[Exercise inputs Boundary: Start]

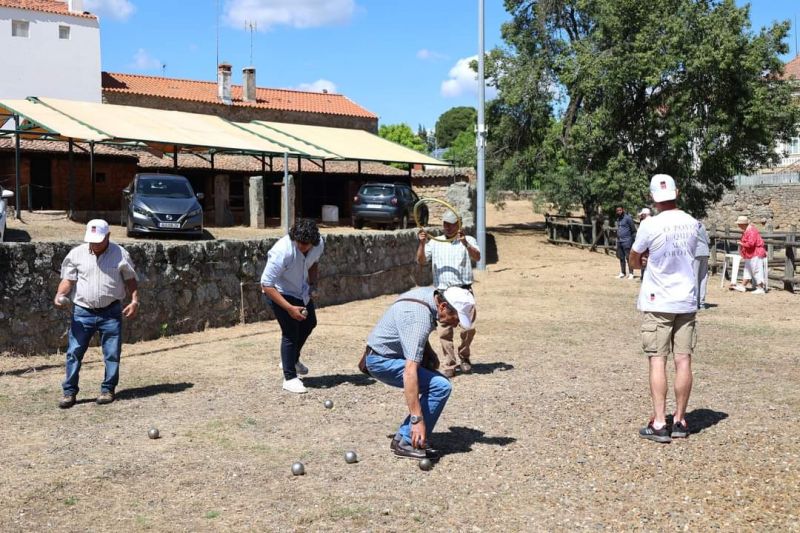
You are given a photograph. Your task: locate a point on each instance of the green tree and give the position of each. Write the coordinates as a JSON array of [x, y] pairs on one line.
[[683, 87], [454, 121], [462, 151], [402, 134]]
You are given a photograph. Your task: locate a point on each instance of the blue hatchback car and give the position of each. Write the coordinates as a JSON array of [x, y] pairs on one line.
[[163, 203]]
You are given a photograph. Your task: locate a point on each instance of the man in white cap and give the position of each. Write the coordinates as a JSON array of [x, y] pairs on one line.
[[667, 298], [451, 261], [399, 355], [102, 275]]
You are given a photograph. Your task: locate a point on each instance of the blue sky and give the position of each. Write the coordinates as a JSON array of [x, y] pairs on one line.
[[405, 60]]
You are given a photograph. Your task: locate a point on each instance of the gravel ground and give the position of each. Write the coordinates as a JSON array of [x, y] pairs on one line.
[[542, 436]]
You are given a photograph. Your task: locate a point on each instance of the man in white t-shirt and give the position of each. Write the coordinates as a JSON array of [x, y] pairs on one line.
[[666, 244]]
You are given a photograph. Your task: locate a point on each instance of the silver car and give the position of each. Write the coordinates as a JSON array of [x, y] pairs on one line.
[[5, 196], [163, 203]]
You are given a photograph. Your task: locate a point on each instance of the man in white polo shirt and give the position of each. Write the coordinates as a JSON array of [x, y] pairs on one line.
[[451, 261], [666, 244], [102, 275]]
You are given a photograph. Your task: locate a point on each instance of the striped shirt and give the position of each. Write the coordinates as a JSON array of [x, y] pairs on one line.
[[287, 268], [100, 280], [404, 328], [451, 264]]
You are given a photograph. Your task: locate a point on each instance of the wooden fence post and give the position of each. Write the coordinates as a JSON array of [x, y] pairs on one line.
[[788, 273]]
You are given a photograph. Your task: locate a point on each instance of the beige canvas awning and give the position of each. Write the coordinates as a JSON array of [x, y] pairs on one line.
[[357, 145]]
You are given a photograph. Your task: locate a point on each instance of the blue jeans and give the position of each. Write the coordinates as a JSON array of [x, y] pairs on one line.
[[85, 322], [434, 390], [294, 333]]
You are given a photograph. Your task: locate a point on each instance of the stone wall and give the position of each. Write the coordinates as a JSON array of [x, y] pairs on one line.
[[193, 286], [778, 205]]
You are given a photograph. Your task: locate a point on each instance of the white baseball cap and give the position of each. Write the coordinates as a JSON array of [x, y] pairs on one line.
[[463, 302], [450, 217], [662, 188], [96, 230]]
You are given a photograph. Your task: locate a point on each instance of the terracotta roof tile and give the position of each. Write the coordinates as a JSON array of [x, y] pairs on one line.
[[791, 70], [46, 6], [206, 91]]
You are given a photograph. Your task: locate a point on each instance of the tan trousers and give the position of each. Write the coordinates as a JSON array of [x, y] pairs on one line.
[[448, 359]]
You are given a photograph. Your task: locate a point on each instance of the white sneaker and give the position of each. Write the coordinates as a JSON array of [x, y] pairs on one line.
[[294, 385], [300, 368]]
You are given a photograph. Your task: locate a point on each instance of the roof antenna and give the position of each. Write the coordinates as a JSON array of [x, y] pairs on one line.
[[252, 27]]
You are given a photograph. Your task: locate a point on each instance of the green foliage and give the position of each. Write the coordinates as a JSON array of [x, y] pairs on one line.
[[683, 87], [463, 152], [402, 134], [454, 121]]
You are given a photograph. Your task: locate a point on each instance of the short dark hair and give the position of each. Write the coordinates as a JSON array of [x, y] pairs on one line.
[[305, 230]]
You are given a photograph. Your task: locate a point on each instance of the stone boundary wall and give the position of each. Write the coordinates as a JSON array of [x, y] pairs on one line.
[[187, 287], [778, 205]]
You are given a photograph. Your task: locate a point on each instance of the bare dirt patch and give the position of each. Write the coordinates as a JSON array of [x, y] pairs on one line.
[[541, 437]]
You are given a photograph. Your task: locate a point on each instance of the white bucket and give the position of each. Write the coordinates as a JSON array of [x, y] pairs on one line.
[[330, 213]]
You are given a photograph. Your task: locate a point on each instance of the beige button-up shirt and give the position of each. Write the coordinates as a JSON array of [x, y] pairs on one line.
[[100, 280]]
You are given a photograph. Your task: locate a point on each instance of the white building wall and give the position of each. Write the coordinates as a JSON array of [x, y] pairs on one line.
[[42, 64]]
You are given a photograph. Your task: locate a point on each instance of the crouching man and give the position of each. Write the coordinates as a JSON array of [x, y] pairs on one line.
[[399, 355]]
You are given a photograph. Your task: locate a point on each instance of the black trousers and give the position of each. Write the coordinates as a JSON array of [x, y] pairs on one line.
[[294, 333]]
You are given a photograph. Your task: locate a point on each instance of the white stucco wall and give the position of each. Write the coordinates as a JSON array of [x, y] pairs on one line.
[[45, 65]]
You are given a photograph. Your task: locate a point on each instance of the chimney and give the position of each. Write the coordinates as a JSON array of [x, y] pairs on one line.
[[249, 84], [224, 83]]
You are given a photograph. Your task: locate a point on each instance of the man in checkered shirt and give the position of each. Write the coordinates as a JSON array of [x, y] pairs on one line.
[[452, 267], [395, 355]]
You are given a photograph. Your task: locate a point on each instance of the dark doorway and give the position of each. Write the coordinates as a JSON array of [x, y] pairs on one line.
[[41, 189]]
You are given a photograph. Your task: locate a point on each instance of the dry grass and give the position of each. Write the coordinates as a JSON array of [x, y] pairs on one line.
[[541, 437]]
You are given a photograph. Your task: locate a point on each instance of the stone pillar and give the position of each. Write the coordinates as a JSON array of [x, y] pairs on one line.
[[222, 189], [287, 206], [256, 202]]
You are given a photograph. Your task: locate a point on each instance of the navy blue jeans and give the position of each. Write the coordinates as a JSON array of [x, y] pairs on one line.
[[85, 322], [293, 333]]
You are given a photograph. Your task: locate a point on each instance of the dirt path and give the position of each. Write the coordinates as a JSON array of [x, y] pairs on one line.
[[541, 437]]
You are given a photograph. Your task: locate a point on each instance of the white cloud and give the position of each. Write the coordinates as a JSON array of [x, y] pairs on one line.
[[142, 60], [295, 13], [426, 54], [115, 9], [317, 86], [464, 81]]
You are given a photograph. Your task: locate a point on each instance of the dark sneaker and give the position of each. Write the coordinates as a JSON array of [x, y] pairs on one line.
[[105, 398], [656, 435], [680, 430], [67, 401]]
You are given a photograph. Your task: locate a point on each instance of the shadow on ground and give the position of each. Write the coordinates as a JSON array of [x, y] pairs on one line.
[[327, 382], [152, 390], [701, 419], [460, 440], [491, 368]]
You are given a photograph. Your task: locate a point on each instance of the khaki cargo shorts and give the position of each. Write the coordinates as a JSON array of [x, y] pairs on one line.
[[668, 333]]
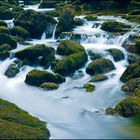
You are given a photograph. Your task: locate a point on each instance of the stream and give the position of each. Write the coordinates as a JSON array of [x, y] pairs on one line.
[[69, 111]]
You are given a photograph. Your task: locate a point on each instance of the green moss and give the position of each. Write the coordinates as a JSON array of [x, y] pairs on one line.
[[38, 77], [89, 87], [18, 124], [100, 66], [49, 86], [19, 31], [132, 71], [70, 63], [113, 26], [98, 78], [67, 47], [129, 107]]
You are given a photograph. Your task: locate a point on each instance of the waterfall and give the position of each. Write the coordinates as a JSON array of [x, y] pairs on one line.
[[53, 35]]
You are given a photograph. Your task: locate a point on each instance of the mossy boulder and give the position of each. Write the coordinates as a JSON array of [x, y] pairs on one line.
[[131, 86], [30, 20], [94, 55], [66, 20], [4, 30], [7, 39], [91, 18], [38, 77], [114, 26], [49, 86], [132, 71], [67, 47], [19, 31], [5, 13], [128, 107], [70, 63], [116, 54], [41, 54], [100, 66], [89, 87], [12, 71], [18, 124], [98, 78]]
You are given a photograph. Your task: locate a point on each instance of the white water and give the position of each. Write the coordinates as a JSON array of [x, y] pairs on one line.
[[70, 111]]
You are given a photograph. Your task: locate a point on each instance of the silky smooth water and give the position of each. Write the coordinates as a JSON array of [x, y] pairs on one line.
[[69, 111]]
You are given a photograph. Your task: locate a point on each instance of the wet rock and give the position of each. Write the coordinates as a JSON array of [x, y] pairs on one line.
[[98, 78], [38, 77], [30, 20], [128, 107], [116, 54], [12, 71], [132, 71], [89, 87], [100, 66], [49, 86]]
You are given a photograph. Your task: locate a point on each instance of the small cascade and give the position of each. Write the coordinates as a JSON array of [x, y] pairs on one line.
[[43, 37], [53, 35]]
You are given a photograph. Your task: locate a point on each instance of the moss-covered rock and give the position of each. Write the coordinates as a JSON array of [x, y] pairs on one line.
[[37, 54], [113, 26], [128, 107], [70, 63], [18, 124], [4, 30], [98, 78], [12, 71], [6, 39], [110, 111], [100, 66], [66, 20], [89, 87], [49, 86], [116, 54], [19, 31], [132, 71], [91, 18], [131, 85], [5, 13], [67, 47], [38, 77], [30, 20]]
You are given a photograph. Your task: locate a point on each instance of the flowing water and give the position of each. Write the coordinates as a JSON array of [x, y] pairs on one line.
[[69, 111]]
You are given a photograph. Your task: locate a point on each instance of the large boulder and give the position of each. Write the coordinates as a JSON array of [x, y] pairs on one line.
[[132, 71], [116, 54], [12, 71], [38, 77], [67, 47], [128, 107], [66, 20], [114, 26], [100, 66], [49, 86], [7, 39], [18, 124], [19, 31], [38, 53], [70, 63], [30, 20]]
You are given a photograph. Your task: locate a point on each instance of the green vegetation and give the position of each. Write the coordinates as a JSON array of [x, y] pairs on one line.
[[18, 124]]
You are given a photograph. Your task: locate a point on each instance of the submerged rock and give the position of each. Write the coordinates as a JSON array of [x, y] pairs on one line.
[[49, 86], [100, 66], [18, 124], [89, 87], [98, 78], [38, 77], [12, 71], [116, 54]]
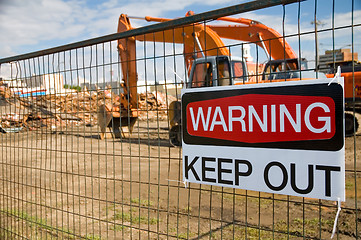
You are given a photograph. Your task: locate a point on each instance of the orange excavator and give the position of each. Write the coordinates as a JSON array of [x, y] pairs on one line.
[[208, 62]]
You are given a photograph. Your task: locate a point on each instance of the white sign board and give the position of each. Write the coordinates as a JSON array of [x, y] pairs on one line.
[[284, 138]]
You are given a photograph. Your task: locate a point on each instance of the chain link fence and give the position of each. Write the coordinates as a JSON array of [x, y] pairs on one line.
[[89, 134]]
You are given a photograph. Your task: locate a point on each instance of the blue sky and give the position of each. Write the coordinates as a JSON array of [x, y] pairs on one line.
[[28, 26]]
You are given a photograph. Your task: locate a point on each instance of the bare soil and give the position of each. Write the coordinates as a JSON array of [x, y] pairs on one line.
[[67, 183]]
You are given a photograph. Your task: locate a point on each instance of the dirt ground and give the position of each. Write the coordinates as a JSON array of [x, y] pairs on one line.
[[67, 183]]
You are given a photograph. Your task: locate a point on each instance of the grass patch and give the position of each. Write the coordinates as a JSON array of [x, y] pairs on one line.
[[142, 202], [41, 224]]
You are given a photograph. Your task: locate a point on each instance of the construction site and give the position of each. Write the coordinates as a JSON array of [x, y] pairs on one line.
[[94, 133]]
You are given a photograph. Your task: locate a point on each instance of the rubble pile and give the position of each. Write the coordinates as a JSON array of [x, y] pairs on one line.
[[77, 108]]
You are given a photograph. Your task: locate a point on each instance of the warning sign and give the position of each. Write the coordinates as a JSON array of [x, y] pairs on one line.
[[284, 138]]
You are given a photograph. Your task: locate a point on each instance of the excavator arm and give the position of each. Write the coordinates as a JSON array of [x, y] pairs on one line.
[[196, 39]]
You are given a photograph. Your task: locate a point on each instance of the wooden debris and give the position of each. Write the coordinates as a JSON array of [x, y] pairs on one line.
[[80, 108]]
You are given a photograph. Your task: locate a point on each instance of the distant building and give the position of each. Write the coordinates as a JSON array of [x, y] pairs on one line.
[[38, 85], [338, 55]]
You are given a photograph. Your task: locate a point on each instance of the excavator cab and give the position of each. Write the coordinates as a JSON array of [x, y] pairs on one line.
[[217, 71], [283, 69]]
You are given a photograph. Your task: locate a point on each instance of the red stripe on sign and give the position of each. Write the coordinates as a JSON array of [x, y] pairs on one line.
[[260, 118]]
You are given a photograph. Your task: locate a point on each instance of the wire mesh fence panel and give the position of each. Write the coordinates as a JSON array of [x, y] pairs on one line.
[[91, 132]]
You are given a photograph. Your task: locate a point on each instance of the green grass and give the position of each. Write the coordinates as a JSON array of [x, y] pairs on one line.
[[37, 223]]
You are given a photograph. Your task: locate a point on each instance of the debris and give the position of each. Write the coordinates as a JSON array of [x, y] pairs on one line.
[[78, 108]]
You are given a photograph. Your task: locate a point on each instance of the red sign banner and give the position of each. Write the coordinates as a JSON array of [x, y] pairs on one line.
[[262, 118]]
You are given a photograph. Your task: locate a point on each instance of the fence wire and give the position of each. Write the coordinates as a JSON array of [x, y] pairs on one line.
[[86, 154]]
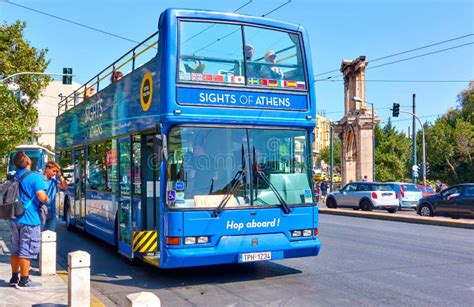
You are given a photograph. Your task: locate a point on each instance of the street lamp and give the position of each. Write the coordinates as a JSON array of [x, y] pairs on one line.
[[423, 167], [355, 98]]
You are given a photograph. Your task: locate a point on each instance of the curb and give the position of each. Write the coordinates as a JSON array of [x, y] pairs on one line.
[[400, 218]]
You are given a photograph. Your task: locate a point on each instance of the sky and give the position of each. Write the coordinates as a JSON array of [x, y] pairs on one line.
[[338, 29]]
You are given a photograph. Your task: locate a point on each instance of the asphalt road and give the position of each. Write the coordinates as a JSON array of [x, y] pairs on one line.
[[362, 262]]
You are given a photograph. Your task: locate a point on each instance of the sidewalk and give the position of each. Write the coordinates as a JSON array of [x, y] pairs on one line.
[[52, 292]]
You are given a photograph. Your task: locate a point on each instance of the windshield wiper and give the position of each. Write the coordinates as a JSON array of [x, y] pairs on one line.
[[235, 183], [286, 209]]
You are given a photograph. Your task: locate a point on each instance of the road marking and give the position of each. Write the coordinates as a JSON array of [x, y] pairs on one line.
[[4, 247]]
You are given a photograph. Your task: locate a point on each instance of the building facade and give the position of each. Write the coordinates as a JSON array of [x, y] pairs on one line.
[[47, 106]]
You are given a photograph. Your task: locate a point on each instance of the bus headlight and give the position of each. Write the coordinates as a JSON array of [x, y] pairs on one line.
[[296, 233], [196, 240], [203, 240], [189, 240]]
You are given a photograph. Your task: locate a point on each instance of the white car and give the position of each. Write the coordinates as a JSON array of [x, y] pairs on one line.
[[366, 196]]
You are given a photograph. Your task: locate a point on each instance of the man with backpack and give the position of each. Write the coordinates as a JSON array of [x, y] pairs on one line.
[[25, 229], [54, 179]]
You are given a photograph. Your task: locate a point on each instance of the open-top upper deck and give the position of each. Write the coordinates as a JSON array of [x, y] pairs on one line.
[[209, 68]]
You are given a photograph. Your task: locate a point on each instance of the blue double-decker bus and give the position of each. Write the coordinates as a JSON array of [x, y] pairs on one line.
[[194, 148]]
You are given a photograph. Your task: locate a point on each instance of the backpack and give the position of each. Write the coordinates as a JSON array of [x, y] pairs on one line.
[[10, 203]]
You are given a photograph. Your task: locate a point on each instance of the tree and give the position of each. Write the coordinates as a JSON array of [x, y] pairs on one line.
[[392, 154], [15, 126], [450, 142], [17, 55], [17, 112]]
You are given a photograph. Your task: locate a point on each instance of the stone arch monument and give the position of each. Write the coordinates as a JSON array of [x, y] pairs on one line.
[[356, 127]]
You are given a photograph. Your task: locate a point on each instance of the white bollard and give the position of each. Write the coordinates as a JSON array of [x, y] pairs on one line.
[[47, 261], [142, 299], [79, 281]]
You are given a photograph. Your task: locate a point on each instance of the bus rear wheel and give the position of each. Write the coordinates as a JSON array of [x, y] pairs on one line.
[[366, 205], [331, 203], [67, 215]]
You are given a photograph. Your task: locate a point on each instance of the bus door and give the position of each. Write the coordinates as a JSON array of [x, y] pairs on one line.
[[79, 183], [146, 242], [125, 199]]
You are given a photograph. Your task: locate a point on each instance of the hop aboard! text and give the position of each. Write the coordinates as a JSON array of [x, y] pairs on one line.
[[252, 224]]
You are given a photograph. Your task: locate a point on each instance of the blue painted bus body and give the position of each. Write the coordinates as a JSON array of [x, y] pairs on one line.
[[118, 111]]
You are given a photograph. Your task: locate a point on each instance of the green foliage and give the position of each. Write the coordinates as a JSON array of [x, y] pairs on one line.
[[392, 154], [18, 117], [19, 56], [15, 124], [450, 143]]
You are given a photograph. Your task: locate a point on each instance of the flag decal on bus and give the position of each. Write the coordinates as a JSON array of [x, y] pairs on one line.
[[145, 241]]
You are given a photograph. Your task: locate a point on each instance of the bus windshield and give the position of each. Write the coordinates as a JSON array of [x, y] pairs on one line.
[[207, 164], [240, 55]]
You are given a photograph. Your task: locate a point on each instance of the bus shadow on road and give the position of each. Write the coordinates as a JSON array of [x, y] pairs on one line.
[[145, 276], [109, 267]]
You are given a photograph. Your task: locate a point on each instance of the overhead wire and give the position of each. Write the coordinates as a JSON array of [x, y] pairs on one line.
[[212, 25], [401, 81], [403, 60], [229, 34], [73, 22], [407, 51]]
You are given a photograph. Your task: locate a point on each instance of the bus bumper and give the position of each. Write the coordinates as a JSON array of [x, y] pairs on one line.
[[230, 249]]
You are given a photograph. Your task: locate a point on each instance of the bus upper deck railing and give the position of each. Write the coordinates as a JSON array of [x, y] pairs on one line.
[[93, 85]]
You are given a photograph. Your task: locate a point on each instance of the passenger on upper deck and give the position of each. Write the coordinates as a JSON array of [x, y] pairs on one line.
[[88, 92], [271, 71], [116, 75], [253, 69]]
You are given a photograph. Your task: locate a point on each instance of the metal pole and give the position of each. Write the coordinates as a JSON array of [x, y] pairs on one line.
[[424, 154], [373, 144], [424, 146], [331, 143], [414, 137]]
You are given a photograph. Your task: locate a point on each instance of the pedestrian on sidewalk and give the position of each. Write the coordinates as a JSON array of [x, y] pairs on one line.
[[54, 179], [324, 190], [25, 230]]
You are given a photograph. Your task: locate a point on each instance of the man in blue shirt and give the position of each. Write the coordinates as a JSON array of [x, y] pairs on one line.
[[26, 228], [54, 179]]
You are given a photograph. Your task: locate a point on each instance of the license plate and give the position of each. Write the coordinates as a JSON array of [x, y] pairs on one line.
[[250, 257]]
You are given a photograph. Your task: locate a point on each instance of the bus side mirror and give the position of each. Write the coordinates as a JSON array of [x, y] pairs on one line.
[[161, 148], [452, 196]]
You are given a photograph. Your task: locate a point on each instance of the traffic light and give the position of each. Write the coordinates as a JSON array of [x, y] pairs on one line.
[[396, 109], [67, 79]]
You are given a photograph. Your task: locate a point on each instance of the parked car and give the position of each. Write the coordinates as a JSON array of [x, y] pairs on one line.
[[366, 196], [408, 194], [456, 201], [426, 190]]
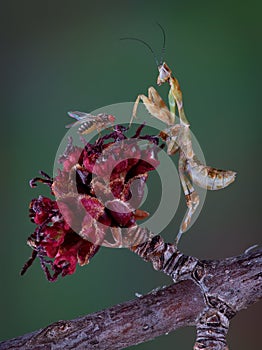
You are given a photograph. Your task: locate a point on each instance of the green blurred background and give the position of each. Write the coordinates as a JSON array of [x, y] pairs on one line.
[[63, 55]]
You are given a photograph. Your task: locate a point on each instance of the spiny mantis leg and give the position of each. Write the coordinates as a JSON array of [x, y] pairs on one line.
[[155, 106], [192, 198]]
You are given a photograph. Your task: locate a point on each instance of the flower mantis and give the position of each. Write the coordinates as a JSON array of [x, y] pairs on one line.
[[178, 139]]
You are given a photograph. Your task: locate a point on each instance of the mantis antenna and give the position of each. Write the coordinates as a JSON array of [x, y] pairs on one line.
[[150, 48], [164, 43], [147, 45]]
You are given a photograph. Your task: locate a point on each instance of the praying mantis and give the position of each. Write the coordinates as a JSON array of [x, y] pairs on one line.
[[178, 139]]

[Exercise inputs Boundary: End]

Print, exactly and only, the lines running from the one with "of the praying" to the end of the data above.

You are given a photograph. Your task: locate a point on each instance of the praying mantis and give the position of each. Write the coordinates as a JSON array of [x, y] pairs on one line.
[[178, 139]]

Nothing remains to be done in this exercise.